BEGIN Data in this exercise
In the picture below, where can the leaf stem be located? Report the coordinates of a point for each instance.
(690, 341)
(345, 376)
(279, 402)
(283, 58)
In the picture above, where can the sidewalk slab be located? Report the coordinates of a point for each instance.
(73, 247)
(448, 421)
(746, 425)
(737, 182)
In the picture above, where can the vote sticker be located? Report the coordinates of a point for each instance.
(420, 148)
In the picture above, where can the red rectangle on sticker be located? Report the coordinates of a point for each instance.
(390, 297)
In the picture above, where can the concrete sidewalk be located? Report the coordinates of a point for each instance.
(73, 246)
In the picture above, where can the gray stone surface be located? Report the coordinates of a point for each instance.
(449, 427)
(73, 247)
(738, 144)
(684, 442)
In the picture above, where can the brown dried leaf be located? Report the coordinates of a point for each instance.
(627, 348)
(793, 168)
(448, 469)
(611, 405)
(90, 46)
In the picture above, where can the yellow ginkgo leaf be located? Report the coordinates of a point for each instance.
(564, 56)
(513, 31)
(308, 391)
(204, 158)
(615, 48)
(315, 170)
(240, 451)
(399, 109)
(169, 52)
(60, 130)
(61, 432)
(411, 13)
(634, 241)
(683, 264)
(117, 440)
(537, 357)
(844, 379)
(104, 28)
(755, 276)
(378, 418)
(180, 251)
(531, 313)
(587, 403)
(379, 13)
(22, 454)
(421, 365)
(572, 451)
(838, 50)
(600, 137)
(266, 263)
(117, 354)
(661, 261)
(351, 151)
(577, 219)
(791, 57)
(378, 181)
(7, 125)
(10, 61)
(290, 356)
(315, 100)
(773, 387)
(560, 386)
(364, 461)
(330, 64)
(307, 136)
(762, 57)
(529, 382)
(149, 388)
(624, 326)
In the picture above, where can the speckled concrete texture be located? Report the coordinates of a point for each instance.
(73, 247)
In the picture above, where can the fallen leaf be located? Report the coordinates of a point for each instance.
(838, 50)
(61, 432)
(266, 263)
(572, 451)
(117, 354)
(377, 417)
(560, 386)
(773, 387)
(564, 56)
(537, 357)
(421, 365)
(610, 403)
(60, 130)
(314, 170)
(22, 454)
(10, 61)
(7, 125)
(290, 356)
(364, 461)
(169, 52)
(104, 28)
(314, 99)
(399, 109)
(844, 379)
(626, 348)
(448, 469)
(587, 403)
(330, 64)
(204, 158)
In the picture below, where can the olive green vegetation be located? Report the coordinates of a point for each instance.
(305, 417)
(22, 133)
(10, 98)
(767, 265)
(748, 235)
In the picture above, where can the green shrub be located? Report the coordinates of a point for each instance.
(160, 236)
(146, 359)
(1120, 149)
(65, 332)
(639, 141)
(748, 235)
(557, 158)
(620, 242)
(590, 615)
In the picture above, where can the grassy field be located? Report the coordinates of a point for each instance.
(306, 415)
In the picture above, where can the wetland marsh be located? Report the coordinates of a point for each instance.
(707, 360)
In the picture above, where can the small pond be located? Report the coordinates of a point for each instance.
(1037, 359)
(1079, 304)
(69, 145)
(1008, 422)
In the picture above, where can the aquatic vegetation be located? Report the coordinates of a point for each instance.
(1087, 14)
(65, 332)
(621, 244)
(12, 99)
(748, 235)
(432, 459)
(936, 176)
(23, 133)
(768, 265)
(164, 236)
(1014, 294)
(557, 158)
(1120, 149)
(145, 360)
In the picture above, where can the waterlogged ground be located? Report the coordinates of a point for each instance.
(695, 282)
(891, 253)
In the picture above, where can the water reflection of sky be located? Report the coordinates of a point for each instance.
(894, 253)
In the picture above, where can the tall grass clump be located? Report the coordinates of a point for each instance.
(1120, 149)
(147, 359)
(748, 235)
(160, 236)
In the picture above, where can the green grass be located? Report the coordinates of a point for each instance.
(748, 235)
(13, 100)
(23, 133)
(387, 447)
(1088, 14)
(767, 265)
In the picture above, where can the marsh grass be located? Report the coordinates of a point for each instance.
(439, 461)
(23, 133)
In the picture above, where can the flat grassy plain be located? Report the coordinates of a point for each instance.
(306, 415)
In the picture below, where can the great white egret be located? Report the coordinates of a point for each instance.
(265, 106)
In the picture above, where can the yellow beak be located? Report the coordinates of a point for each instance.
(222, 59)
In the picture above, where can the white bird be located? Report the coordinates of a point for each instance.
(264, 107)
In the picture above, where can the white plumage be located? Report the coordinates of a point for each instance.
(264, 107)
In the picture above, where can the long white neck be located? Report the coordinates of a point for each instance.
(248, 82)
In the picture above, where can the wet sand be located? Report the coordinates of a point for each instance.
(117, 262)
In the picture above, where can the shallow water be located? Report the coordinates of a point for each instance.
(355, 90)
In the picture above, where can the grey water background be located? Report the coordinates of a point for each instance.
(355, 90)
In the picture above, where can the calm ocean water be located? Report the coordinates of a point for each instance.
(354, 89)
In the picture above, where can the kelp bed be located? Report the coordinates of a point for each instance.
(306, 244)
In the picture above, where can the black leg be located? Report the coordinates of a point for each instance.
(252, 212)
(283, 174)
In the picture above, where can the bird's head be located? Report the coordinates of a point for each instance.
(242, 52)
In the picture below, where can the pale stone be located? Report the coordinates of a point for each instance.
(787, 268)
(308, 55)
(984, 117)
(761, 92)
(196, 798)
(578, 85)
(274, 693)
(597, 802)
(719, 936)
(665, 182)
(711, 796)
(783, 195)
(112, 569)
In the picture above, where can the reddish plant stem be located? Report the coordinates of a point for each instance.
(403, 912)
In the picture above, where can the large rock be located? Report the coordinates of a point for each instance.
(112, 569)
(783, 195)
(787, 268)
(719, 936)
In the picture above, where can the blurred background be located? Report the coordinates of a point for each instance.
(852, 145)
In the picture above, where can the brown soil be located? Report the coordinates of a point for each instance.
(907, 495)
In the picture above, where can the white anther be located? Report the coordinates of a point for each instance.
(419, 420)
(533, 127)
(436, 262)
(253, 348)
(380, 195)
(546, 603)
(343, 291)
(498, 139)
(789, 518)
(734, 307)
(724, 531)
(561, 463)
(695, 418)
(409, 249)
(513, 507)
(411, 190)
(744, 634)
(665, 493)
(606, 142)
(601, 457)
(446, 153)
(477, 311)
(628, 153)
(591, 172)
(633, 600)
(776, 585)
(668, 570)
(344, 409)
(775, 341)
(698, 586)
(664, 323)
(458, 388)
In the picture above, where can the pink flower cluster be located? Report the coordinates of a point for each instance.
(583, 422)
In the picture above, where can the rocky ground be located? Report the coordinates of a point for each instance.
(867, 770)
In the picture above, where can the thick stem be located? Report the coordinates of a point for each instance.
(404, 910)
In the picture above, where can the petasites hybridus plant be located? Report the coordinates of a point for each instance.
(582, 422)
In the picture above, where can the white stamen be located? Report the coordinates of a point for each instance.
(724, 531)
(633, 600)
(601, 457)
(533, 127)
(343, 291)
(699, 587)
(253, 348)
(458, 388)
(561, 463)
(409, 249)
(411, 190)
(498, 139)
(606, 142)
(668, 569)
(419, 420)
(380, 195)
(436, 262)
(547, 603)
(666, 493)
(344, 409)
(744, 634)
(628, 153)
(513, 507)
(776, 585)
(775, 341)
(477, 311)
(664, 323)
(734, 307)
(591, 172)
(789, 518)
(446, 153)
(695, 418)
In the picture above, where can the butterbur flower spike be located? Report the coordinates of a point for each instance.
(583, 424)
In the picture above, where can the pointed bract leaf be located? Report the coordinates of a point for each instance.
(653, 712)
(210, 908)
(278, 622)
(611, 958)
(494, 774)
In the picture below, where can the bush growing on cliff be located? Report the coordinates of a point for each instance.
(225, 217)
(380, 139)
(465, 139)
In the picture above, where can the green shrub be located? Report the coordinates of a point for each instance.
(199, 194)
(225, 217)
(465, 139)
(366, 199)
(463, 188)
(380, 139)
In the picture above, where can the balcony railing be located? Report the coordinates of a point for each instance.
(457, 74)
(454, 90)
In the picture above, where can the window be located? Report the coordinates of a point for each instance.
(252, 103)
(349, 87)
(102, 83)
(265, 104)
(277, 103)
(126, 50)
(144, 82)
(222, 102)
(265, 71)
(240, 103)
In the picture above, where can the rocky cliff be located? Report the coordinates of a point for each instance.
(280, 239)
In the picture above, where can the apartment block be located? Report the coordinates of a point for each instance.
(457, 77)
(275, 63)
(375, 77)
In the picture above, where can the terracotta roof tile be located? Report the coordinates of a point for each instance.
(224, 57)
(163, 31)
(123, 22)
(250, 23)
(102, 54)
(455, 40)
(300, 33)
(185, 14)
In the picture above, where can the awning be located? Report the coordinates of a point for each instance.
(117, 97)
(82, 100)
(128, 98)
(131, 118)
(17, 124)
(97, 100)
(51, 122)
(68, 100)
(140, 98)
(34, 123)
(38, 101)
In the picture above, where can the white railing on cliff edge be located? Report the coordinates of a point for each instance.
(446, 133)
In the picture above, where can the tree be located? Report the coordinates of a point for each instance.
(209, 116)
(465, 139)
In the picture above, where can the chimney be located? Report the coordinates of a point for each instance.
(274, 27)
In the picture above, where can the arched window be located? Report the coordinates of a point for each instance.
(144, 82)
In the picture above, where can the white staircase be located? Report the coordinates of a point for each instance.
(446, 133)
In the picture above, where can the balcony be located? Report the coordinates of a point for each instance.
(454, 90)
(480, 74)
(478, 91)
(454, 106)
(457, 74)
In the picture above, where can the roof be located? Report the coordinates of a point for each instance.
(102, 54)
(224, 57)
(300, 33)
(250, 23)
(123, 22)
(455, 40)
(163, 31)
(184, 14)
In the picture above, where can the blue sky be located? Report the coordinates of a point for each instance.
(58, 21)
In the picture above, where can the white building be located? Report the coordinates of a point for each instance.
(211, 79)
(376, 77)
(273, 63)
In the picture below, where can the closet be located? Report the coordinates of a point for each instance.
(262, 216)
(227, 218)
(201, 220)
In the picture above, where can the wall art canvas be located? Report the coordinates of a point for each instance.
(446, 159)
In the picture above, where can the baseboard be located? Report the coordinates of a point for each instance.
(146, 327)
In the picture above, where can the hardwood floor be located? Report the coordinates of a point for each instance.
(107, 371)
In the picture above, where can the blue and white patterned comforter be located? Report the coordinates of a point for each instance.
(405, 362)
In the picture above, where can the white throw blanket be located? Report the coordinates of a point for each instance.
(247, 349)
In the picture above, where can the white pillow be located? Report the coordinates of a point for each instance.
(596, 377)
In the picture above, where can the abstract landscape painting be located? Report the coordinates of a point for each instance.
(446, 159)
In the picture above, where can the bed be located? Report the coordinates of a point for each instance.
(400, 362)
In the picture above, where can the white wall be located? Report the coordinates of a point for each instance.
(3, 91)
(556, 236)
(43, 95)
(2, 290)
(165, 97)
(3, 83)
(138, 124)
END Data in this exercise
Required work:
Starting with the line that contains "In the picture above, where can the blue and", output every line through the end of the listing above, unchanged.

Solution below:
In the picture above, where can the blue and white patterned comforter be located? Report the coordinates of a point for each instance.
(405, 362)
In the picture above, where can the white throw blanket be located? Report the coordinates of a point for each instance.
(247, 349)
In the picture above, where can the white pillow be located? Report the coordinates of a point for each instance.
(596, 377)
In the picture above, where can the abstract landscape painting be located? Report the coordinates of a point for each instance.
(446, 159)
In the picture above, where can the bed be located? Report the coordinates of a point for each instance.
(400, 362)
In the picture above, where can the white wall be located? Report the coordinates of a point for each instance.
(3, 91)
(556, 236)
(43, 95)
(2, 290)
(165, 97)
(3, 83)
(138, 124)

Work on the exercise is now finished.